TASK SET:
1. In two sentences, summarize the text on cassava starch.
2. Reproduce the passage of the text on cassava starch between "Cassava (Mainhot esclenta" and "rich tuberous roots.", inclusive.

Description
CHAPTER ONE
1.0 INTRODUCTION
1.1 BACKGROUND OF THE STUDY
Starch can be obtained from cassava, sorghum, maize, and potatoes. But this project focuses on the production of starch; from cassava. Starch can be cross-linked, a product that is suitable for noodles, salad cream, custard making. Normally, it is easier to make this product from corm and potato, but cassava which is readily available and cheap can be employ to meet the demand of the people.
Cassava is a single species, manihot esculent crantz (Synonyms with mainhot utilissmapole). It is a tuberous dicotyledous plant, belonging to the botanical family. The cassava plant contains latifiers and product latex. The cassava tubers contain mainly water and carbohydrate with water having a greater proportion and a small significant amount of cyanogenic glycoside (Prussic acid) of all constituents of cassava tubers. It is an important food crop in tropical countries such as Brazil, Nigeria, Indonesia and Thailand. The roots of the cassava are rich in starch and are consumed as human food or animal feed.
Cassava (Mainhot esclenta crantz) is a major food crop in Nigeria. Supplying about 70% of it daily alone of over 50 million people in Nigeria. It is the most important crop in term of population and has also been estimated that cassava provides food for over 500 million people in the world.
The consumption of cassava has currently been on the increase and Nigeria has the largest cassava producer in the world since 1989.
Fig. 1 Cassava
1.1.2 ORIGIN, TYPES AND COMPOSITION OF CASSAVA STARCH
Cassava is a staple crop that is particularly important in South America, America and African countries. It is a perennial shrub that grows to approximately 2 meters tall and has the ability to grow on a marginal land in low nutrient soil where other crops do not grow well. It is also fairly drought tolerant. It is grown for its enlarged starch rich tuberous roots.
Although cassava is a staple crop, it is poisonous in it raw state as the plant contains Cyanogenic Glucoside. These Glucosides are converted to HCN by enzymes called Linamanase which is present in cassava and acts on the glucosides when the plant cell are ruptured during consumption stage.
The amount of cyanide contain in cassava depends on the variety and stage of the cassava. There are two types of cassava.
Bitter cassava (Manihot Utilissiana)
Sweet cassava (Manihot Patinate)

GIVEN DATA:
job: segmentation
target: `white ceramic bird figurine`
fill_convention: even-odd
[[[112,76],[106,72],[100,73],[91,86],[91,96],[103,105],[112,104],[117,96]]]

ANSWERS TO THE PROBLEMS:
1. Starch can be obtained from several crops, but this project focuses on producing it from cassava, which is readily available and cheap, and cassava is described as a major food crop in Nigeria with roots rich in starch. Raw cassava is poisonous because enzymes convert its cyanogenic glucosides to HCN, the amount of cyanide depends on variety and stage, and there are two types: bitter cassava and sweet cassava.

2.
Cassava (Mainhot esclenta crantz) is a major food crop in Nigeria. Supplying about 70% of it daily alone of over 50 million people in Nigeria. It is the most important crop in term of population and has also been estimated that cassava provides food for over 500 million people in the world.
The consumption of cassava has currently been on the increase and Nigeria has the largest cassava producer in the world since 1989.
Fig. 1 Cassava
1.1.2 ORIGIN, TYPES AND COMPOSITION OF CASSAVA STARCH
Cassava is a staple crop that is particularly important in South America, America and African countries. It is a perennial shrub that grows to approximately 2 meters tall and has the ability to grow on a marginal land in low nutrient soil where other crops do not grow well. It is also fairly drought tolerant. It is grown for its enlarged starch rich tuberous roots.